:: EXERCISE INPUT

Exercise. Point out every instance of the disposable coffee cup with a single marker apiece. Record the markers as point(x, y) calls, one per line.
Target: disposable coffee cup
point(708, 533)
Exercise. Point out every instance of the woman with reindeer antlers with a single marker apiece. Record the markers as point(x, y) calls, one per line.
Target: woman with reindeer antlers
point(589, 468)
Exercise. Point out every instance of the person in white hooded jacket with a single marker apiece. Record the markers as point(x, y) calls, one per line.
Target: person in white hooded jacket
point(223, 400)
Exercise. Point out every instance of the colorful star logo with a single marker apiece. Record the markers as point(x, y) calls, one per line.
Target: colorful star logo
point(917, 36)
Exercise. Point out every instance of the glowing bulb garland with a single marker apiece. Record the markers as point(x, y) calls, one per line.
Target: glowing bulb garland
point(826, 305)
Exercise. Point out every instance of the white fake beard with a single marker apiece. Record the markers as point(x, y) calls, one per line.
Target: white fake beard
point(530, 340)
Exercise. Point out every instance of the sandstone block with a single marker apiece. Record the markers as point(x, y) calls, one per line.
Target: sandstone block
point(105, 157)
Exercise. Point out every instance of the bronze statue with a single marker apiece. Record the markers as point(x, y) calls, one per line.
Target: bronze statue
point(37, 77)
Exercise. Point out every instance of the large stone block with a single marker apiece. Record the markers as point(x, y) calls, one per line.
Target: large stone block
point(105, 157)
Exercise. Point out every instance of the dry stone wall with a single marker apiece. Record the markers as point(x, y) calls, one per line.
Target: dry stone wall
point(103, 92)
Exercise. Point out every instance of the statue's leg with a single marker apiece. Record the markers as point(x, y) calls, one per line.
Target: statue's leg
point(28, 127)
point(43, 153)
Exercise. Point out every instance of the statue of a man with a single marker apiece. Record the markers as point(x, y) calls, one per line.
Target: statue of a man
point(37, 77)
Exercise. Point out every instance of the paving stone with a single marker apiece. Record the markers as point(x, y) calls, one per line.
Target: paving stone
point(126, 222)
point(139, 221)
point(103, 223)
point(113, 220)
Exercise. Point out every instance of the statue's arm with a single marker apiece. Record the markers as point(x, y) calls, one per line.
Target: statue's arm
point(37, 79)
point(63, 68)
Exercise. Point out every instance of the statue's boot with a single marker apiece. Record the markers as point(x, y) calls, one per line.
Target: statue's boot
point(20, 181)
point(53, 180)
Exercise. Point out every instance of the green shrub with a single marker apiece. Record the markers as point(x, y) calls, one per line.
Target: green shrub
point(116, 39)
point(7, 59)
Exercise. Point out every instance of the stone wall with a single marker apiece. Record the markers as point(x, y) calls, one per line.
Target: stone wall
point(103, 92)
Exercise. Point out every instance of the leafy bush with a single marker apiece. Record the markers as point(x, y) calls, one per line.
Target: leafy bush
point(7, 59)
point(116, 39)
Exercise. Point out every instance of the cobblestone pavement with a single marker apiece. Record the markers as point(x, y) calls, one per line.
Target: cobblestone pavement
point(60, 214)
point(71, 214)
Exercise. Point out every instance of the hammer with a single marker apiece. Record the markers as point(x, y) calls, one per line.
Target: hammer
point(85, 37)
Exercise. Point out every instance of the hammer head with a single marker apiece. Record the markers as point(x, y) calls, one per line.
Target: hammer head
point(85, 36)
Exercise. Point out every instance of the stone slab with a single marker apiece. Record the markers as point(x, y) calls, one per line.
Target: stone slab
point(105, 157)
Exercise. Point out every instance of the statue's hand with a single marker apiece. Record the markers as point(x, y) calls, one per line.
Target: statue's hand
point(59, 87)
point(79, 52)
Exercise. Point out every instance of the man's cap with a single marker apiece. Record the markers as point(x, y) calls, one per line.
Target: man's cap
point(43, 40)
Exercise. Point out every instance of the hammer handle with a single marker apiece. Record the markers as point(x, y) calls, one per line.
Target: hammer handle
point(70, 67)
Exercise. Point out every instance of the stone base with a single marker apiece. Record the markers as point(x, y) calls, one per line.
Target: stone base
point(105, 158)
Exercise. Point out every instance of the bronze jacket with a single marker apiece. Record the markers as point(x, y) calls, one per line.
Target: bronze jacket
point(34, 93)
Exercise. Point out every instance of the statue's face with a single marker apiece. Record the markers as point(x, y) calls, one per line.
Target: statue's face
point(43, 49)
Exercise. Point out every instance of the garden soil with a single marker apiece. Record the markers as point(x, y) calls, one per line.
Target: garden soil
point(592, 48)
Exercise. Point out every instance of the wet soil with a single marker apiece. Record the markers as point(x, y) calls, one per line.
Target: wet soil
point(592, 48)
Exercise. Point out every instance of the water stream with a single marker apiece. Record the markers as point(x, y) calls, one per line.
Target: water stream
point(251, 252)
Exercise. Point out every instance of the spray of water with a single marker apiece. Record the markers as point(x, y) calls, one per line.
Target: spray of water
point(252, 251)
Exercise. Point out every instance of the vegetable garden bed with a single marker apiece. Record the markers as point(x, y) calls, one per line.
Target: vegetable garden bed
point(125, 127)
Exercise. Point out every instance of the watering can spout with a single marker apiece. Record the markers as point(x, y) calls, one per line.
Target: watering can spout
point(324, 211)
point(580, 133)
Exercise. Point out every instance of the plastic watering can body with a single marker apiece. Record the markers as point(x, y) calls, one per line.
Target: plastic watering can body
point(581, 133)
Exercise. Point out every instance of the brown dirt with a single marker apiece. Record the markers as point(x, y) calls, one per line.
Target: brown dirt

::::

WORK ITEM:
Scan the entries above for the string "dirt" and copy each line containing it.

SOLUTION FOR THIS TASK:
Exercise. Point out every instance of the brown dirt with a single marker apiece. Record the markers as point(x, y) calls, one per line.
Target: brown dirt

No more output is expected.